◆ **Entries shown**:
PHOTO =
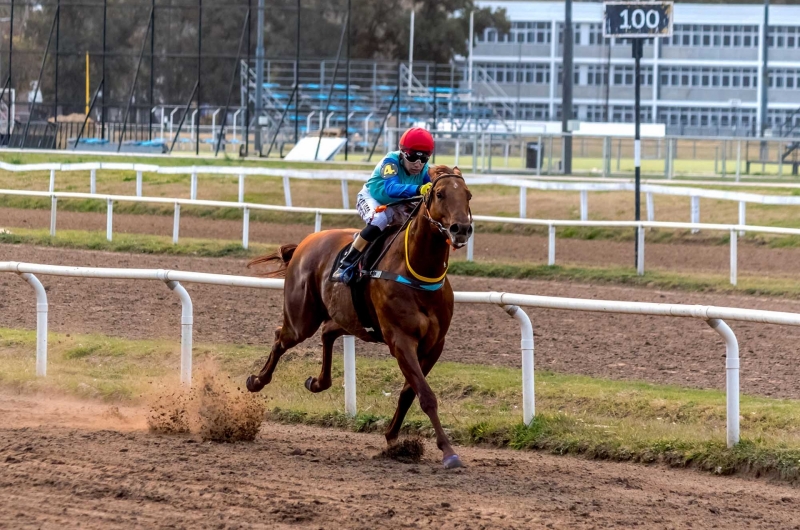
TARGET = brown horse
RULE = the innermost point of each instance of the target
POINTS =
(413, 322)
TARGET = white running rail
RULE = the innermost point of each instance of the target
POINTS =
(734, 230)
(511, 302)
(346, 176)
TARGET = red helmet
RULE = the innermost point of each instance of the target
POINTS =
(417, 139)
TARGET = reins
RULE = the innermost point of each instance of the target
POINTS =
(427, 199)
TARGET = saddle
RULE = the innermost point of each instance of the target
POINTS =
(366, 263)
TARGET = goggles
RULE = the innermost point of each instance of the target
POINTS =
(413, 156)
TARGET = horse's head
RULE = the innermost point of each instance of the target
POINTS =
(448, 204)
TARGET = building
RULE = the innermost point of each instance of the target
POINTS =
(703, 79)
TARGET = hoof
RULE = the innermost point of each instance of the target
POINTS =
(253, 384)
(452, 462)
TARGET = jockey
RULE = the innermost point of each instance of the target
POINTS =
(401, 174)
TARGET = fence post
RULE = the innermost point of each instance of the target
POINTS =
(109, 219)
(187, 321)
(176, 224)
(526, 346)
(584, 205)
(724, 158)
(539, 157)
(287, 191)
(193, 192)
(471, 245)
(640, 256)
(345, 195)
(41, 322)
(349, 375)
(475, 153)
(738, 159)
(246, 228)
(731, 378)
(483, 153)
(742, 215)
(734, 261)
(53, 211)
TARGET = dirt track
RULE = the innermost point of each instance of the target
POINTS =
(686, 257)
(662, 350)
(91, 467)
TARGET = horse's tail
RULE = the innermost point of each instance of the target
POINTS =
(283, 256)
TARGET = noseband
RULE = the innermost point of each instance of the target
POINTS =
(428, 199)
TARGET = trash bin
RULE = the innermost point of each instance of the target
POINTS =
(532, 155)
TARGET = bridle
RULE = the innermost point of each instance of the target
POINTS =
(428, 283)
(428, 200)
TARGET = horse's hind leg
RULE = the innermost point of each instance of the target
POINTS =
(404, 349)
(407, 395)
(296, 328)
(330, 332)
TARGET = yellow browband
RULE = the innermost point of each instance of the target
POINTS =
(413, 272)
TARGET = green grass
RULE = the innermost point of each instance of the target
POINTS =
(695, 282)
(134, 243)
(604, 419)
(180, 159)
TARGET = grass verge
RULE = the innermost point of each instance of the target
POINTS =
(134, 243)
(603, 419)
(696, 282)
(150, 244)
(178, 160)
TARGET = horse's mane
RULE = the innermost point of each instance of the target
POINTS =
(283, 256)
(439, 170)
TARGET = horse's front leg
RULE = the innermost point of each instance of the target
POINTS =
(404, 349)
(407, 395)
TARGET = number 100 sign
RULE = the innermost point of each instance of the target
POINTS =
(637, 19)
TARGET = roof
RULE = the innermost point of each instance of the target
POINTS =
(750, 14)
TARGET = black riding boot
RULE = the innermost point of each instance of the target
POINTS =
(346, 271)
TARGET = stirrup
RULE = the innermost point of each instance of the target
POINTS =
(346, 271)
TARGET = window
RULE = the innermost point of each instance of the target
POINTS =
(784, 78)
(784, 37)
(713, 36)
(623, 75)
(530, 73)
(706, 77)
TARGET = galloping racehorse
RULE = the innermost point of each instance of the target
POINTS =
(411, 303)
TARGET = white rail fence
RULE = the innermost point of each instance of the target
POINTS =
(346, 176)
(734, 230)
(714, 316)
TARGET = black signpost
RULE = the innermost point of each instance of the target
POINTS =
(637, 21)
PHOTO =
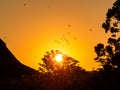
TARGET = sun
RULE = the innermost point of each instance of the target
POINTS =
(59, 57)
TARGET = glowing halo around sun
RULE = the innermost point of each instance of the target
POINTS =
(59, 57)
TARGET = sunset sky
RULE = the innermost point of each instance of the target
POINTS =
(32, 27)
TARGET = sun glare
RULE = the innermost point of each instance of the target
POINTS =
(59, 57)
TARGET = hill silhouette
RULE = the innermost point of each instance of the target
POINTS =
(11, 70)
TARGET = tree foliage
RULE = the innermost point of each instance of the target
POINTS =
(51, 65)
(109, 56)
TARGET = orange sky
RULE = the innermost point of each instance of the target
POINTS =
(32, 27)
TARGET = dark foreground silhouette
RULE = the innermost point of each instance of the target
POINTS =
(16, 76)
(70, 76)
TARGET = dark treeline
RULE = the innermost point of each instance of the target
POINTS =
(67, 75)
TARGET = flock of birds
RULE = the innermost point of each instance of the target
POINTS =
(64, 39)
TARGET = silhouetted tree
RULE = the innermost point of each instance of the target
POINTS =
(51, 65)
(109, 56)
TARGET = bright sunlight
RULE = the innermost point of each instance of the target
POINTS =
(59, 57)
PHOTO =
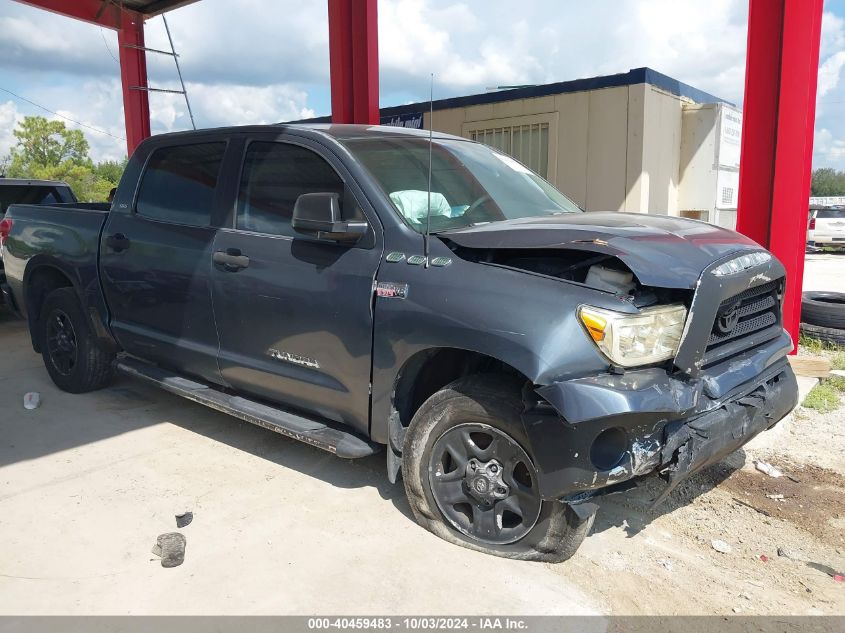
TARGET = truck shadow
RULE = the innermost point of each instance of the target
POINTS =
(632, 511)
(367, 472)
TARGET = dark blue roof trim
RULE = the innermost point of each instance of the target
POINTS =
(632, 77)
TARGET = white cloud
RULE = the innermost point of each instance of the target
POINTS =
(9, 118)
(829, 71)
(245, 63)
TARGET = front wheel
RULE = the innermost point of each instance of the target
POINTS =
(471, 481)
(75, 359)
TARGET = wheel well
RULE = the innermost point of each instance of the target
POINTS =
(41, 282)
(427, 372)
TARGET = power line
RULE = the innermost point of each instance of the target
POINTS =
(106, 44)
(62, 116)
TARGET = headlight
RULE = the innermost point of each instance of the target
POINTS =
(630, 340)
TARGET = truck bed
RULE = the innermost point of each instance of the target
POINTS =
(65, 235)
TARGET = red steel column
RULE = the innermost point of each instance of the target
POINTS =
(777, 136)
(353, 58)
(133, 72)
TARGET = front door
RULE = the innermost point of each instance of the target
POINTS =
(294, 314)
(156, 261)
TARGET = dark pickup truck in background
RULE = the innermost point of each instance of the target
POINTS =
(524, 360)
(24, 191)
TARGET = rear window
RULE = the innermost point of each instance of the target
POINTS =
(178, 184)
(32, 194)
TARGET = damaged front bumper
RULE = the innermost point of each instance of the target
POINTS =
(595, 435)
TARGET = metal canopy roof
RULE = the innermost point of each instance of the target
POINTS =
(150, 8)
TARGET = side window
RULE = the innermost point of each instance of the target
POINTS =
(274, 176)
(178, 184)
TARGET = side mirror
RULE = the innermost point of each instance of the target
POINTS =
(318, 215)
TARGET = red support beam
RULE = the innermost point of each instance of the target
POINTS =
(93, 11)
(133, 73)
(777, 137)
(353, 58)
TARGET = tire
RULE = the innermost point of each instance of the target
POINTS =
(478, 407)
(831, 335)
(75, 359)
(826, 309)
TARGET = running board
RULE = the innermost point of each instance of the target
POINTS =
(329, 438)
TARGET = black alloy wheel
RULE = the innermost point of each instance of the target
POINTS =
(61, 341)
(484, 483)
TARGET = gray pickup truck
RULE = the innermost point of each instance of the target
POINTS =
(365, 289)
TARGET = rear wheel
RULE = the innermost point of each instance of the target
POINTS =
(75, 359)
(471, 481)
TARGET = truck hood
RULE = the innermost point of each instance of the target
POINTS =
(662, 251)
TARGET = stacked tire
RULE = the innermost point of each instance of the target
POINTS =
(823, 316)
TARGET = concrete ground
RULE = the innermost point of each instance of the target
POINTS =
(87, 483)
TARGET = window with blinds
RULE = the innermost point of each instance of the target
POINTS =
(529, 144)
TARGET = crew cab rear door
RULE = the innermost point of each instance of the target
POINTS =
(294, 314)
(155, 258)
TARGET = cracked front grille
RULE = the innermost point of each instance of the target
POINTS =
(744, 321)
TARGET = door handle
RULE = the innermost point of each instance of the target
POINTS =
(231, 259)
(117, 242)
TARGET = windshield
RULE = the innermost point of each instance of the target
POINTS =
(470, 183)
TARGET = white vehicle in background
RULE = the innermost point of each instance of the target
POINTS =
(828, 226)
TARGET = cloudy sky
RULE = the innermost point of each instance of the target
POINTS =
(247, 63)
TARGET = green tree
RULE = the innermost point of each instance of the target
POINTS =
(110, 170)
(42, 142)
(828, 182)
(47, 150)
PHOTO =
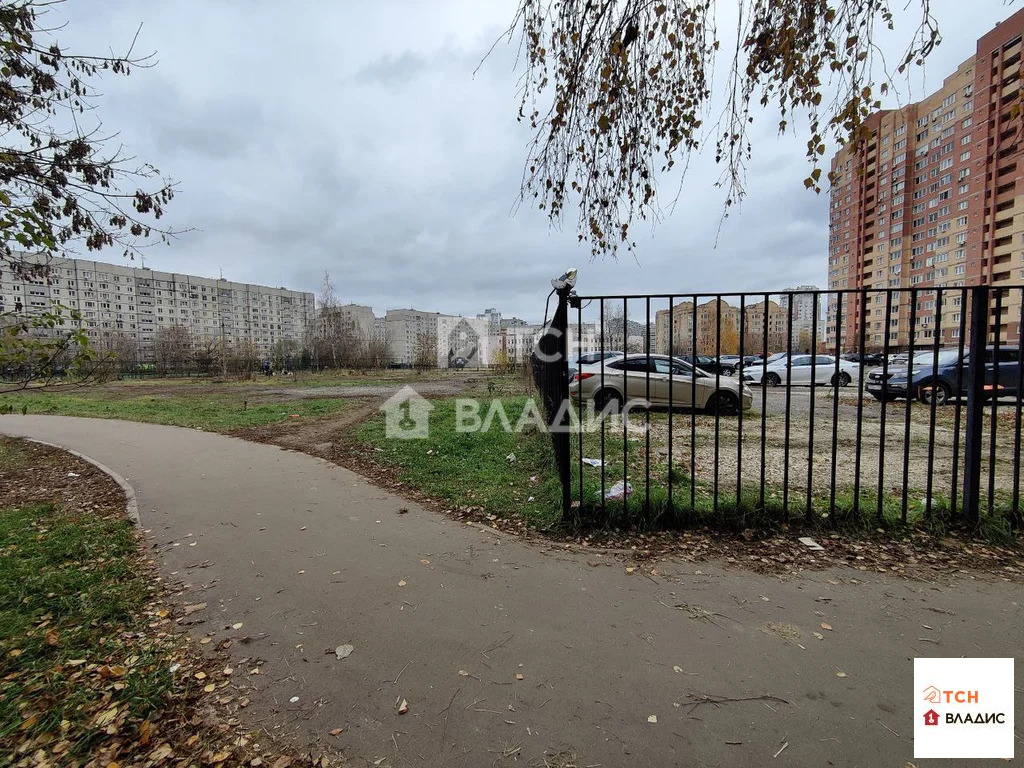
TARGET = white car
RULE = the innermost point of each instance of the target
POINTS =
(797, 370)
(658, 380)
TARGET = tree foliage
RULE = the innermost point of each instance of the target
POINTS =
(66, 184)
(619, 91)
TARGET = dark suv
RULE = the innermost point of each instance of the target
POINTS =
(929, 380)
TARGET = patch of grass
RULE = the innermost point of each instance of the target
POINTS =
(214, 412)
(72, 588)
(471, 468)
(11, 456)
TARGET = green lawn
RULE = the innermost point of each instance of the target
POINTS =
(473, 468)
(72, 587)
(214, 412)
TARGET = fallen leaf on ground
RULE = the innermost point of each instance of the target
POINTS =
(161, 753)
(342, 651)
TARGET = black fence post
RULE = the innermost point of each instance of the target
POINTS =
(975, 402)
(551, 372)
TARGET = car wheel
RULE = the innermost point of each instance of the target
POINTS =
(842, 379)
(608, 398)
(937, 391)
(723, 403)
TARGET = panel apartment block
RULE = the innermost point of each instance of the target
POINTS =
(135, 302)
(931, 197)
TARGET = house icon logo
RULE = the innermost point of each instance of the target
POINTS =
(407, 415)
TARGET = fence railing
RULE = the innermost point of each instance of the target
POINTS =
(739, 407)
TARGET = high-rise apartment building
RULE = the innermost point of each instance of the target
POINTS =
(116, 300)
(932, 196)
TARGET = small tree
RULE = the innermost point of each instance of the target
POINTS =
(804, 342)
(729, 338)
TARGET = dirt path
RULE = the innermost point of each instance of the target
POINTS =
(505, 652)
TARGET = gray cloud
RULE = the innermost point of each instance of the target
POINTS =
(355, 138)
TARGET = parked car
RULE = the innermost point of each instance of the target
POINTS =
(927, 378)
(729, 364)
(797, 369)
(866, 358)
(659, 379)
(709, 364)
(591, 358)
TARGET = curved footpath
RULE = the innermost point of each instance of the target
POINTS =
(309, 556)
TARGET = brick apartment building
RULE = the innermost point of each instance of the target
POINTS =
(932, 196)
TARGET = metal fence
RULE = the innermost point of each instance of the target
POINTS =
(737, 407)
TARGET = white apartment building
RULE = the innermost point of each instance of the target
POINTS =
(411, 333)
(135, 302)
(804, 309)
(517, 341)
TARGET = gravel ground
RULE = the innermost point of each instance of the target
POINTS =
(881, 454)
(449, 387)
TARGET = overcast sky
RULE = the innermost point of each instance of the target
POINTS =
(353, 137)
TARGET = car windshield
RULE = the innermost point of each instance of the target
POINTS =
(946, 356)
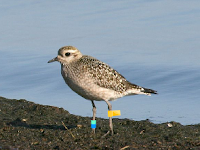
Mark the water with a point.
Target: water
(153, 44)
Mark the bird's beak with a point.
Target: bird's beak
(52, 60)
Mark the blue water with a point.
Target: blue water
(154, 44)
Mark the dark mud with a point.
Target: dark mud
(26, 125)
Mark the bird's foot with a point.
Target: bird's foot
(107, 133)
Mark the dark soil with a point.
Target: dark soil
(26, 125)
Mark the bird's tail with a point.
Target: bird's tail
(148, 91)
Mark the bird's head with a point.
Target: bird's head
(67, 55)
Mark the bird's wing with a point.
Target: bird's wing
(105, 76)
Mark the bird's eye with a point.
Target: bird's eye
(67, 54)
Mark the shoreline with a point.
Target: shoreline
(26, 125)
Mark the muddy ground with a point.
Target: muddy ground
(26, 125)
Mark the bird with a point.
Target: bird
(95, 80)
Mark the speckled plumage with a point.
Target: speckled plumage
(93, 79)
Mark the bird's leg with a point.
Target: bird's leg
(94, 114)
(110, 118)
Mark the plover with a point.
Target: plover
(95, 80)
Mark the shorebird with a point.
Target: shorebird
(95, 80)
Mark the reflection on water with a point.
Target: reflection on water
(147, 43)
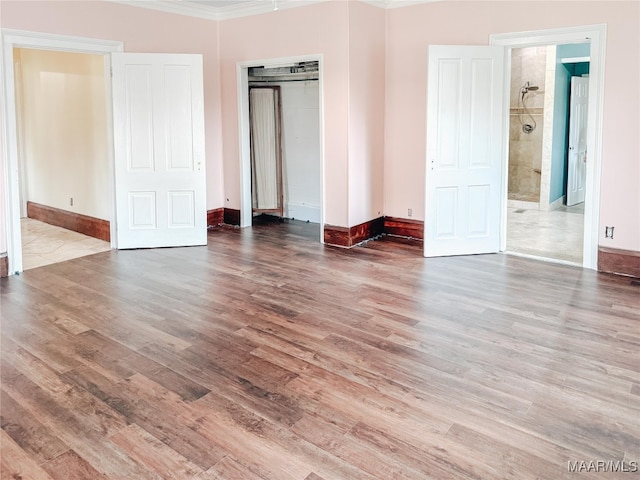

◆ **Directions**: Once the line holding "Mark the muddy ground with a point." is found, set down that line and every line after it, exactly, through the last line of the records above, omitting pictures.

◆ **Task response**:
Mark the muddy ground with a point.
Target: muddy ground
(26, 125)
Mark the bird with a point.
Target: bird
(95, 80)
Mark the speckled plumage with a point.
Target: speckled plumage
(93, 79)
Mark the bird's leg with a point.
Target: bird's leg
(94, 114)
(110, 118)
Mark the plover with a point.
Target: plover
(95, 80)
Mark the shorebird with a point.
Target: shorebird
(95, 80)
Mark the reflection on water with a point.
Target: reflection on water
(147, 43)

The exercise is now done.